### Dataset excerpts

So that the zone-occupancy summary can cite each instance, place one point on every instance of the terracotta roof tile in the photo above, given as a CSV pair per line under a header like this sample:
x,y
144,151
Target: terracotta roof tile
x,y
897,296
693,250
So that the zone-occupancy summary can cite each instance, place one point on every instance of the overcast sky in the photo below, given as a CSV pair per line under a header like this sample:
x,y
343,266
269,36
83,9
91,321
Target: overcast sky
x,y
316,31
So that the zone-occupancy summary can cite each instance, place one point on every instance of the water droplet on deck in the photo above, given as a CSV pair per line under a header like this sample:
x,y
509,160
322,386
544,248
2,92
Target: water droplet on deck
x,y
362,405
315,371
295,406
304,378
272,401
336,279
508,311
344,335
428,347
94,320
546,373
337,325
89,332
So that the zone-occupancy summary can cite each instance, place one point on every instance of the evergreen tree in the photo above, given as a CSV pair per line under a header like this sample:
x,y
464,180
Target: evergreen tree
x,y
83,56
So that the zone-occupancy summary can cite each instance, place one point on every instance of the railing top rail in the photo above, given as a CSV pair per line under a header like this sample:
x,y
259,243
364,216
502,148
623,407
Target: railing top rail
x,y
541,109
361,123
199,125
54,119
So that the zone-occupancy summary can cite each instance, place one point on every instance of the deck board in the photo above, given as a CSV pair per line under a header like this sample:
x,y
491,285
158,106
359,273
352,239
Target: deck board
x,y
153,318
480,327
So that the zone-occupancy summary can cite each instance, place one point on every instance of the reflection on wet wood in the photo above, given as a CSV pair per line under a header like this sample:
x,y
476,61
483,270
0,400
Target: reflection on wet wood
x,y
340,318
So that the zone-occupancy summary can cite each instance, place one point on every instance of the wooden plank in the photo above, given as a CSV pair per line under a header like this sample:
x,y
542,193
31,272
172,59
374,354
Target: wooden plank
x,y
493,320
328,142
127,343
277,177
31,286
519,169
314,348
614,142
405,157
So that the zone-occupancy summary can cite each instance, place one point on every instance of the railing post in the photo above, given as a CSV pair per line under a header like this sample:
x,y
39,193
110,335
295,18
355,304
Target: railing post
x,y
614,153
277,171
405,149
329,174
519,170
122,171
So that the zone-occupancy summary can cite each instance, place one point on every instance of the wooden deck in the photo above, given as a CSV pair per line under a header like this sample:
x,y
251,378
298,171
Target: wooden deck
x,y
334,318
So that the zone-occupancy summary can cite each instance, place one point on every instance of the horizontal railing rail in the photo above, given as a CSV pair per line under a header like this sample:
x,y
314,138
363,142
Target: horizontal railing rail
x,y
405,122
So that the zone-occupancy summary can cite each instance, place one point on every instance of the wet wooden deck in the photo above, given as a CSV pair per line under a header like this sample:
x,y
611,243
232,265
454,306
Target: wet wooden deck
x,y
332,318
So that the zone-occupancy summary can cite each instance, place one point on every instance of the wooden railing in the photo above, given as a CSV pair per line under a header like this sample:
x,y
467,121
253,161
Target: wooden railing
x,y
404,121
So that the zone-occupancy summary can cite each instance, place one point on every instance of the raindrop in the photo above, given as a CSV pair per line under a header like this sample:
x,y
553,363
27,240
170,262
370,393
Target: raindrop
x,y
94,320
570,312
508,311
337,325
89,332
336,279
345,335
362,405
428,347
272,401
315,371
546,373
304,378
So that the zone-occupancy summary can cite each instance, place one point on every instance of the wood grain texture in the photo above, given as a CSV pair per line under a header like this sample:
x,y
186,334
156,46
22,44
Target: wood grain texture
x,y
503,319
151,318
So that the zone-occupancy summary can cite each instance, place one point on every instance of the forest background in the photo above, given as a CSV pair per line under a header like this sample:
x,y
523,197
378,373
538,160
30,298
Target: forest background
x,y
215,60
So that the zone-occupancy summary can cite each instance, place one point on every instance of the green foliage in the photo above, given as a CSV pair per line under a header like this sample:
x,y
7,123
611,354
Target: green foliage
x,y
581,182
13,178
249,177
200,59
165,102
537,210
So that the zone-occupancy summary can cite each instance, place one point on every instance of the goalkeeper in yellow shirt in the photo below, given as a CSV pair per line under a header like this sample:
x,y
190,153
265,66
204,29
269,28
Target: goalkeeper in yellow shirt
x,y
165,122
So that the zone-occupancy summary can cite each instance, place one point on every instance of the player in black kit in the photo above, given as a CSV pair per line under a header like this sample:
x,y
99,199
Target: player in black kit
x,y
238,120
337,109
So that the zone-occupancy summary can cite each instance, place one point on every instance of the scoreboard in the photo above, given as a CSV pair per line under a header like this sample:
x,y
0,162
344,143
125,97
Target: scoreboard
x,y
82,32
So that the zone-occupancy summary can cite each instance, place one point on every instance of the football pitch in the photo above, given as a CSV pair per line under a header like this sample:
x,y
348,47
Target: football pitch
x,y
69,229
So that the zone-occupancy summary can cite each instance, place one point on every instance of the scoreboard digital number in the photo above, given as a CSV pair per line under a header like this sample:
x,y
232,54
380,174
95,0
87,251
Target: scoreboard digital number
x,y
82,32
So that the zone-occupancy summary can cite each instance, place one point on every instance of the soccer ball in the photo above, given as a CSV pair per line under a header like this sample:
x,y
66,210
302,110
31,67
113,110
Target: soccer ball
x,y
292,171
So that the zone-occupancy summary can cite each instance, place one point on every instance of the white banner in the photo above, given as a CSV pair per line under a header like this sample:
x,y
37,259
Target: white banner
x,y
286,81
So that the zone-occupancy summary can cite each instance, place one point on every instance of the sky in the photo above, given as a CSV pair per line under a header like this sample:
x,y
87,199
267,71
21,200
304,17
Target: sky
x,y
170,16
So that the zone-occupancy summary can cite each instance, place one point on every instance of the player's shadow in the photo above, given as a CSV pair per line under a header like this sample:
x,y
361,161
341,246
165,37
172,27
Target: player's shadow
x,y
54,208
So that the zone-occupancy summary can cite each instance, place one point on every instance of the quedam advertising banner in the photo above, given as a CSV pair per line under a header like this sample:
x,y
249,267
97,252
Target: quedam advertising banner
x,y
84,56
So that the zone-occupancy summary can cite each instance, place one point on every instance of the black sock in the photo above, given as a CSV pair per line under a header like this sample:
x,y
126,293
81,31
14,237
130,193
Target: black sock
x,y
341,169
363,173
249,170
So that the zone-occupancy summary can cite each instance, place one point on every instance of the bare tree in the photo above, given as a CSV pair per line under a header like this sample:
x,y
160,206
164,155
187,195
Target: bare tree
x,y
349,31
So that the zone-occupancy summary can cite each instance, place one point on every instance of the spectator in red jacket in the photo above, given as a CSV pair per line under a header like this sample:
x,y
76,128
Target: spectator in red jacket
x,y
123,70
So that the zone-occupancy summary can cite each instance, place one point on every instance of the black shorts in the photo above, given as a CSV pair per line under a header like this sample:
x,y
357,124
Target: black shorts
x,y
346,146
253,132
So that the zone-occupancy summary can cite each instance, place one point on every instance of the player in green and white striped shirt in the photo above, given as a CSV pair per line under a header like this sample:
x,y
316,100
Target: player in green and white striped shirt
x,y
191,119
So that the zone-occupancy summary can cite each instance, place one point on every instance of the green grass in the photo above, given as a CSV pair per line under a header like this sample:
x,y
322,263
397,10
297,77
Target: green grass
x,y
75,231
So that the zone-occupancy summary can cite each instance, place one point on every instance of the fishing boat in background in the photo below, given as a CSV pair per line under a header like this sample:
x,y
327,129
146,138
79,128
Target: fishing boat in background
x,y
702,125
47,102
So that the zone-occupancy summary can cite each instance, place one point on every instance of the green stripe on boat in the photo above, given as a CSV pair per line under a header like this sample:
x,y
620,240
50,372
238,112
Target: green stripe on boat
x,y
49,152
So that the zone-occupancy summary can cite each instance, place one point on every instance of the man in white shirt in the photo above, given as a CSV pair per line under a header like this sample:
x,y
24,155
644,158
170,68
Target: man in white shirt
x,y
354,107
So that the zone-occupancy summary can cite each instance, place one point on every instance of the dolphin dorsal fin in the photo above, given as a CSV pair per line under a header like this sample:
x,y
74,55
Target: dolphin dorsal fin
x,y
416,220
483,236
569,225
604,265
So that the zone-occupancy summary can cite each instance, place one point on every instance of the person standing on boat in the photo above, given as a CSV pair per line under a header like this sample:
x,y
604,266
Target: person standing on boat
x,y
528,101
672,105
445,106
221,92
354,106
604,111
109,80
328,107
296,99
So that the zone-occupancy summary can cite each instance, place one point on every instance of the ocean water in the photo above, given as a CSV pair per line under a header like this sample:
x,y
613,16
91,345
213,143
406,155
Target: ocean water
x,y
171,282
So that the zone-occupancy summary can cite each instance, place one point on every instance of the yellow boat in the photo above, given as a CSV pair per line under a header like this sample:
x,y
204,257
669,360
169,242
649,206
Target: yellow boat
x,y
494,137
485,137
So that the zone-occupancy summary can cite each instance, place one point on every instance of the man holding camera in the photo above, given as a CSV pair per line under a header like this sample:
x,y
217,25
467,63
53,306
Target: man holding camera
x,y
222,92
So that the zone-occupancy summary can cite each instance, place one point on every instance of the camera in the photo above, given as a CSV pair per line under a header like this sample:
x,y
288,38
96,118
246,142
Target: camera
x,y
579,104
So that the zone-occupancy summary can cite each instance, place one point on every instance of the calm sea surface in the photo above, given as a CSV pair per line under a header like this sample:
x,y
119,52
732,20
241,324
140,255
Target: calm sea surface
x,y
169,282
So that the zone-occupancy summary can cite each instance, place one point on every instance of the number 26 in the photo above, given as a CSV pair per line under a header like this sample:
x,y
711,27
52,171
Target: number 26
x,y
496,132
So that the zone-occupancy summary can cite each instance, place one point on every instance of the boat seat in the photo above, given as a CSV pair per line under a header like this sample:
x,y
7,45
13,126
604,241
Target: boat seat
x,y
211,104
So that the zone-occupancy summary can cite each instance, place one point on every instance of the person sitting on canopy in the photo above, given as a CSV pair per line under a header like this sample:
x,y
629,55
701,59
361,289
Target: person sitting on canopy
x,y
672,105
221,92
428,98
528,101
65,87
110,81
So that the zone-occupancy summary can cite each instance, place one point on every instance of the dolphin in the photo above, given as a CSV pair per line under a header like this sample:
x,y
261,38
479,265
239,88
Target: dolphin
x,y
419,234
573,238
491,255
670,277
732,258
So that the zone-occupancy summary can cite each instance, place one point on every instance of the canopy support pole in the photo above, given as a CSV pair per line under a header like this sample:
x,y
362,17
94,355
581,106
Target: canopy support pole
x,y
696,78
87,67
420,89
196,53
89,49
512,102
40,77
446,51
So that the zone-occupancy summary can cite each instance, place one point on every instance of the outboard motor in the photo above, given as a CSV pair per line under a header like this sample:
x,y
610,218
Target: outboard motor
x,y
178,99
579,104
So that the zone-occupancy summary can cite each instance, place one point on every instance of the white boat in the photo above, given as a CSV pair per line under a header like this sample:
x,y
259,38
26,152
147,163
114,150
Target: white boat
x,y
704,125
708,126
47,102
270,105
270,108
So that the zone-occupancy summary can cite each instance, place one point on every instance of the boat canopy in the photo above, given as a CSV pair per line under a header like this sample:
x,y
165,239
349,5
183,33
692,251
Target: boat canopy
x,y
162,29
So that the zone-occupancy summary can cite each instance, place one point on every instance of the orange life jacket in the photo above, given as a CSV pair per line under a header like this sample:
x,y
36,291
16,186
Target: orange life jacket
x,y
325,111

### Exercise requirements
Quote, without alteration, the final stretch of the entries: the line with "the boat canopy" onward to the last line.

### Exercise response
So that the zone-occupancy summary can cite each instance, place one point on every instance of the boat canopy in the photo above, given as a CSV pair per line under a header like this sample:
x,y
165,239
349,5
183,33
692,251
Target: boat canopy
x,y
162,29
So that the zone-occupancy summary can cite each instance, place one point on every instance of the orange life jacket in the photo above, given as a CSV pair per line under a header like this sample:
x,y
36,291
16,186
Target: orange life jacket
x,y
325,111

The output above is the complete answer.